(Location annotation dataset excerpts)

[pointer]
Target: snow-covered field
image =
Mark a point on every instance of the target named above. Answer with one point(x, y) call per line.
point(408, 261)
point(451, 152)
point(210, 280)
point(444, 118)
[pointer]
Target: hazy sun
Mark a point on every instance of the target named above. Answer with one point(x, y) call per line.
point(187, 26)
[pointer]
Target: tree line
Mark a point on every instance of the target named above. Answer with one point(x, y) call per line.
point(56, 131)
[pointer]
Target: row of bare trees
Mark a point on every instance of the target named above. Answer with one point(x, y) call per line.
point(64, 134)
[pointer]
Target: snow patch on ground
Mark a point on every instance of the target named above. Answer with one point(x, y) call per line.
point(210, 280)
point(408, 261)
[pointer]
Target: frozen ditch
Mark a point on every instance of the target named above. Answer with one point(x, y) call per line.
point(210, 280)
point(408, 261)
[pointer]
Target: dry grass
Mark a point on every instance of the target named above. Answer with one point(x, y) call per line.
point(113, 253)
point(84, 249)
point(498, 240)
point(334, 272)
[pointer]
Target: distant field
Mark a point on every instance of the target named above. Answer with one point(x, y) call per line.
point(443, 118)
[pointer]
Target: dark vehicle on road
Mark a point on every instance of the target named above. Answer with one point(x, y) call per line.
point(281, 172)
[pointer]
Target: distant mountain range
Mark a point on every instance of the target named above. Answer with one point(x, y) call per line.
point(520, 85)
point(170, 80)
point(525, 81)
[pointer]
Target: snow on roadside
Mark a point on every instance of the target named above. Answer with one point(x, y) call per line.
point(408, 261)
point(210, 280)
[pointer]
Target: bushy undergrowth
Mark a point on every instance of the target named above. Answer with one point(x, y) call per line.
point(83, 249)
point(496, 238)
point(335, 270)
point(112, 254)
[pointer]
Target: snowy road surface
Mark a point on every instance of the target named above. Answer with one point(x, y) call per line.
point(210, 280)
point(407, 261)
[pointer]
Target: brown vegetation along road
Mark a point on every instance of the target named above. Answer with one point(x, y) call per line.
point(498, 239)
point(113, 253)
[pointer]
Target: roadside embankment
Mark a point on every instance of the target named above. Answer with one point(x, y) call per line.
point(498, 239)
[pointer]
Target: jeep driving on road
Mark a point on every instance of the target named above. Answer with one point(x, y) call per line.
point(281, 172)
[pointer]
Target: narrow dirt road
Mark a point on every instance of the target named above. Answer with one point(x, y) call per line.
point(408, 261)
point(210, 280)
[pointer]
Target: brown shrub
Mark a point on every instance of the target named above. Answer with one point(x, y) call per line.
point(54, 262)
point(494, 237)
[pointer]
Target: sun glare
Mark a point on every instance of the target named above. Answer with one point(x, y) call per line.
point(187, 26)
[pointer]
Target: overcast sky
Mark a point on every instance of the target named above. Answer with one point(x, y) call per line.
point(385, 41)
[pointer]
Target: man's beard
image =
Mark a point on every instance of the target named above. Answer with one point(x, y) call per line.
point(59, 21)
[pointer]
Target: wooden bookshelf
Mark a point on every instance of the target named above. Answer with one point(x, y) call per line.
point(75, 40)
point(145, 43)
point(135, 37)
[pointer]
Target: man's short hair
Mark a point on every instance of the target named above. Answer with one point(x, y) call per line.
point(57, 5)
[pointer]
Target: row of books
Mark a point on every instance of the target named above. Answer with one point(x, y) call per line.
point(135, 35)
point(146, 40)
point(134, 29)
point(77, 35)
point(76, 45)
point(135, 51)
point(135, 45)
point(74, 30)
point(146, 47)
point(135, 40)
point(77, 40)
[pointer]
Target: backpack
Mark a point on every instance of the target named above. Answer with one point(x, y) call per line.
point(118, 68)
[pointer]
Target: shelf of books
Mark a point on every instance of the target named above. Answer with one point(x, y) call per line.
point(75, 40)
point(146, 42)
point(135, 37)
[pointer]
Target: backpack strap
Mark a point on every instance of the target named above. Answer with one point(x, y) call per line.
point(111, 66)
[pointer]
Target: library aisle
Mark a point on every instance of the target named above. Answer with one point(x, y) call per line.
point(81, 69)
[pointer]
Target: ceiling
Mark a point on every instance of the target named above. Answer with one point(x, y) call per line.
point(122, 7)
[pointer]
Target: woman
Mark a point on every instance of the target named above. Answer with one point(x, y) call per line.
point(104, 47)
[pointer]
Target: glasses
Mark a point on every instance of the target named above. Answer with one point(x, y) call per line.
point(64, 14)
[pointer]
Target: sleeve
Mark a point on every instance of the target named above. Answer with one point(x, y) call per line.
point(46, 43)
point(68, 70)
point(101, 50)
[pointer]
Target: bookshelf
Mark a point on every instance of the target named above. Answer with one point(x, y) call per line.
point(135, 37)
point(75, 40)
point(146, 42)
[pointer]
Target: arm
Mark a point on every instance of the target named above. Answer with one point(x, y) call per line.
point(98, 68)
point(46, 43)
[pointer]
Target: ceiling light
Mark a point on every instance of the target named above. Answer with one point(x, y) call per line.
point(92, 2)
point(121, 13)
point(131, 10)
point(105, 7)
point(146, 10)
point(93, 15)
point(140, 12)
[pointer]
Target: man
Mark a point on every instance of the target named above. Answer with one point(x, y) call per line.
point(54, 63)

## Given task
Rescale the records from the start through the line with "point(407, 261)", repeating every line, requests included. Multiply each point coordinate in the answers by 1.15 and round to whole numbers, rounding halves up.

## Task answer
[pointer]
Target: snow-covered field
image =
Mark a point on every instance of the target named above. Answer with one point(x, y) call per line.
point(469, 300)
point(519, 175)
point(242, 322)
point(511, 136)
[pointer]
Target: hazy sun
Mark a point on every instance of the target named above. Answer with one point(x, y) call per line.
point(215, 30)
[pointer]
Target: tree line
Mark a point on every instance of the target named above. Answer with one point(x, y) call per line.
point(64, 151)
[pointer]
Target: row of bare trees
Mark a point on every instance of the target named above. Answer with one point(x, y) call per line.
point(74, 154)
[pointer]
Target: snow patch on ground
Mark a point on every instance of the target named above. Answer with one point(x, y) call per line.
point(242, 322)
point(469, 300)
[pointer]
Target: frozen ditch
Mark a point on every instance of the target named above. Answer with one point(x, y) call per line.
point(242, 322)
point(469, 300)
[pointer]
Target: dry grass
Mark a point on every instance of the target named above. Answer with one point(x, y) call per line.
point(130, 291)
point(97, 286)
point(573, 276)
point(384, 313)
[pointer]
Target: distant field
Mark a point on every instance of the target named above. Answer with one point(x, y) call per line.
point(509, 136)
[pointer]
Target: dark vehicle on road
Mark a point on every instance of the target named above. Answer with one point(x, y) call per line.
point(323, 198)
[pointer]
Target: distant mountain range
Mark a point on every instance of the target named above. Answer with one point(x, y) call per line.
point(598, 98)
point(196, 92)
point(604, 93)
[pointer]
Target: snow on roadside
Mark a point on every instance of the target named above. Answer with one point(x, y) call per line.
point(469, 300)
point(242, 322)
[pointer]
Target: bushy undergrowth
Mark a point on every instance of the target named above. Answer with one point(x, y) call per line.
point(95, 286)
point(570, 274)
point(385, 311)
point(129, 292)
[pointer]
Target: snowy road surface
Mark a point on every instance of the target named above. Answer with one point(x, y) call per line.
point(242, 322)
point(468, 300)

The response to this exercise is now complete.